| Records for this exercise |
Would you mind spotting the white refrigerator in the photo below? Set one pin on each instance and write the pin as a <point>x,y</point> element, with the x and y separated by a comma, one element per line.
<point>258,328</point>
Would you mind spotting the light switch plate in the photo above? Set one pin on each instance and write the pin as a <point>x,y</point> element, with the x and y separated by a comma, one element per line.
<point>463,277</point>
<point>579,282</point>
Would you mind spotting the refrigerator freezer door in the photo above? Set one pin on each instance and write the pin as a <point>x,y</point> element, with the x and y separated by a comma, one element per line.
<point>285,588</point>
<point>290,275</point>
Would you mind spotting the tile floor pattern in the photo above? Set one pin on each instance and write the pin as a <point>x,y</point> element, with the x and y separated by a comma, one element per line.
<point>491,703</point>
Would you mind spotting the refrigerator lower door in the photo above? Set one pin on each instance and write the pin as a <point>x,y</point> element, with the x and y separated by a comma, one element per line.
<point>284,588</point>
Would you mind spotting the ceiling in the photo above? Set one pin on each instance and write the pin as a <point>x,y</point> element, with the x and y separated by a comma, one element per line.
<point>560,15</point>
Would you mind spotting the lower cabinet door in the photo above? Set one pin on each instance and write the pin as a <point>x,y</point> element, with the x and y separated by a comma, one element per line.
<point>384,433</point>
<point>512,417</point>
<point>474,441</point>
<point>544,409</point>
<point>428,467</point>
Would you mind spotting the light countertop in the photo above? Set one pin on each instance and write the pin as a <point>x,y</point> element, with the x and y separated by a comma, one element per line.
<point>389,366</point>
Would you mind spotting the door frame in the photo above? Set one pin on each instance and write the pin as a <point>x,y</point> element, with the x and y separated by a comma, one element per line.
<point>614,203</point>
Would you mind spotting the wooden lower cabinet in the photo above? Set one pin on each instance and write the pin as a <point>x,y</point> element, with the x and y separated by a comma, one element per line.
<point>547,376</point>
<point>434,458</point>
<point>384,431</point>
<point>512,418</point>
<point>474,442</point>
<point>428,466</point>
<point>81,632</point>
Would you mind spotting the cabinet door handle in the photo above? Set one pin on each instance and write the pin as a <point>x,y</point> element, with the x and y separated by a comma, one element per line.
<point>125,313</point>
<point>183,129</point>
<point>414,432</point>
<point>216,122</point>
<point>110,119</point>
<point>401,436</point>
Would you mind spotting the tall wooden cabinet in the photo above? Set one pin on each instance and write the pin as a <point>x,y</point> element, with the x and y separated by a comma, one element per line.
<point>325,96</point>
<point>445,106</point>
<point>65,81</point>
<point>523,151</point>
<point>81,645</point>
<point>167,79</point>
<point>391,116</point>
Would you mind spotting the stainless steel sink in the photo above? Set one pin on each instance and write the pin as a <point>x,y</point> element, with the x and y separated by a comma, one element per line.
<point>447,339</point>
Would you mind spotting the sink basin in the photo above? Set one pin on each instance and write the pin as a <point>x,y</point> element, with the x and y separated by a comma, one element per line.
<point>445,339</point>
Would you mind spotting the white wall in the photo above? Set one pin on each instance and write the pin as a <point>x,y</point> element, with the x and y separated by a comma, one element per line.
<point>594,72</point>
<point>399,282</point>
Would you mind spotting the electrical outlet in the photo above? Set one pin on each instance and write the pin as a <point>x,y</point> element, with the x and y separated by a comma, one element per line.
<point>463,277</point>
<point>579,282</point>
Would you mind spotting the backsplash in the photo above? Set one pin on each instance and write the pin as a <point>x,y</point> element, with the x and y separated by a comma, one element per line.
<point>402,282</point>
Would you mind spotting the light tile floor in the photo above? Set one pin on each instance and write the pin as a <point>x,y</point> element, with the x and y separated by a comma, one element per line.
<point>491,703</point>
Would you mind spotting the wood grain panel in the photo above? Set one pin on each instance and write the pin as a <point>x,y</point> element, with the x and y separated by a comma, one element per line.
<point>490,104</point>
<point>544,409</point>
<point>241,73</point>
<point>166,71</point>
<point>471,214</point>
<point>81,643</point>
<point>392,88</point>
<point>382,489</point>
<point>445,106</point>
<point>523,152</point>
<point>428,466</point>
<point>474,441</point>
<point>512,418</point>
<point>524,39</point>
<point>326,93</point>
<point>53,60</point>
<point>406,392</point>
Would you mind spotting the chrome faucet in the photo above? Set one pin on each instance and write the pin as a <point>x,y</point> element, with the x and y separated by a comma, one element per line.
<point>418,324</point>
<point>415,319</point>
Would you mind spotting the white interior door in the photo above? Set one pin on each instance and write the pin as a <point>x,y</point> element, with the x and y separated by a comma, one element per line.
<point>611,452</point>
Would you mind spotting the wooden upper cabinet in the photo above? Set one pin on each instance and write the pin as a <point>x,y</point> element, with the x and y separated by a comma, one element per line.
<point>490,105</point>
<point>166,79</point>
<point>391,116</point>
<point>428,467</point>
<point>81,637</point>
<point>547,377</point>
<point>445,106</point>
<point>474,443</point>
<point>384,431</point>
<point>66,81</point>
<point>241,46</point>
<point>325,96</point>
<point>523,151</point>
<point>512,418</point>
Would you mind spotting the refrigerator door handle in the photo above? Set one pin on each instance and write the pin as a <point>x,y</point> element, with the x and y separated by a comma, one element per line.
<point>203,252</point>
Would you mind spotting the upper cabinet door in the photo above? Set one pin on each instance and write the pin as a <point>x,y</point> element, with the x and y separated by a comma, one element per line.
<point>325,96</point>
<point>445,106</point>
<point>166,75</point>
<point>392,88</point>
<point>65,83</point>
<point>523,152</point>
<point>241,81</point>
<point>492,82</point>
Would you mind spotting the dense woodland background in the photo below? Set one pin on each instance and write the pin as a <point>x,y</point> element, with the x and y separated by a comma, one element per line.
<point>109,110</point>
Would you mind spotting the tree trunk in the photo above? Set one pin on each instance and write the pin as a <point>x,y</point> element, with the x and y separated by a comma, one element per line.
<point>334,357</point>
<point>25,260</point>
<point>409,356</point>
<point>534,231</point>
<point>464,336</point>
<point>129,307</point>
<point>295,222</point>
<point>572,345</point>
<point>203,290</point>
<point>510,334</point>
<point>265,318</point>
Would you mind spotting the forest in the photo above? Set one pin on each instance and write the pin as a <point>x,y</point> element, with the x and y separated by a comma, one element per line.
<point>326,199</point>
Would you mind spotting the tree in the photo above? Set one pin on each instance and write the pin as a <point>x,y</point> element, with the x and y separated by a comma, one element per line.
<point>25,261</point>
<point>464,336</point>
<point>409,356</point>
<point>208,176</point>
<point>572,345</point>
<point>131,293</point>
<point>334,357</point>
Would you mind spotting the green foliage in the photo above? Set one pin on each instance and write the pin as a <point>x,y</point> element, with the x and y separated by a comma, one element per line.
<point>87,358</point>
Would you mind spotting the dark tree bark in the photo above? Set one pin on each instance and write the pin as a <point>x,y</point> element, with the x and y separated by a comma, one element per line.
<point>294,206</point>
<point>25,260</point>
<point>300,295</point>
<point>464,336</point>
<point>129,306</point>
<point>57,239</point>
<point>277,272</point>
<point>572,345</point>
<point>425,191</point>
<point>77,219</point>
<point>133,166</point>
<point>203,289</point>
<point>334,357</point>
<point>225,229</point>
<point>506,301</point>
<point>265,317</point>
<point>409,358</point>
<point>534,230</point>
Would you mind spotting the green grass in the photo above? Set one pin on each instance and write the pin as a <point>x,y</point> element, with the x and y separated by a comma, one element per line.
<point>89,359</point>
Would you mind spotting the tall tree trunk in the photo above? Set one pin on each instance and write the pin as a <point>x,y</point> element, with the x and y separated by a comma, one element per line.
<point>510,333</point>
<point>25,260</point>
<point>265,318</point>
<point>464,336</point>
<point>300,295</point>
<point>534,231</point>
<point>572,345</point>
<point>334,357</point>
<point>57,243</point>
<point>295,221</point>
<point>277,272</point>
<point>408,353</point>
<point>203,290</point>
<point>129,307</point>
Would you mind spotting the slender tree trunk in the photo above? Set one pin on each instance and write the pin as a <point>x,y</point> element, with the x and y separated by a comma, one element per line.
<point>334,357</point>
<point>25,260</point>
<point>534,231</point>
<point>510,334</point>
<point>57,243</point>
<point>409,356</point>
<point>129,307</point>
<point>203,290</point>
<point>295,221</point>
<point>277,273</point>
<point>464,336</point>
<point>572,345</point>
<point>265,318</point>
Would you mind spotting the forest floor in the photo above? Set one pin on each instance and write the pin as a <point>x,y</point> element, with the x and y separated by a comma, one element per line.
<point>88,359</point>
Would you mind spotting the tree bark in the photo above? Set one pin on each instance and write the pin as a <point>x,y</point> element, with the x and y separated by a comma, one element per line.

| Exercise brief |
Print exactly the lines that run from the line containing "Would you mind spotting the slender" to the end of the data, both ends included.

| Answer to this problem |
Would you mind spotting the slender tree trunk in the photo above? Set one pin on each instance and write the pin as a <point>x,y</point> element, with the x and y separated by a comma, one element per line.
<point>334,357</point>
<point>25,260</point>
<point>534,231</point>
<point>510,334</point>
<point>57,243</point>
<point>409,356</point>
<point>129,307</point>
<point>203,290</point>
<point>295,221</point>
<point>277,273</point>
<point>464,336</point>
<point>572,345</point>
<point>265,318</point>
Would you mind spotting the forest floor in the photo above? Set one pin on each instance and write the pin as a <point>x,y</point> element, with the x and y separated by a comma, one element per line.
<point>88,359</point>
Would you mind spotting the tree bark in the photo above? Set one pin on each instance and write the pin as a <point>x,y</point> element, with the x and y separated by a comma, one element per line.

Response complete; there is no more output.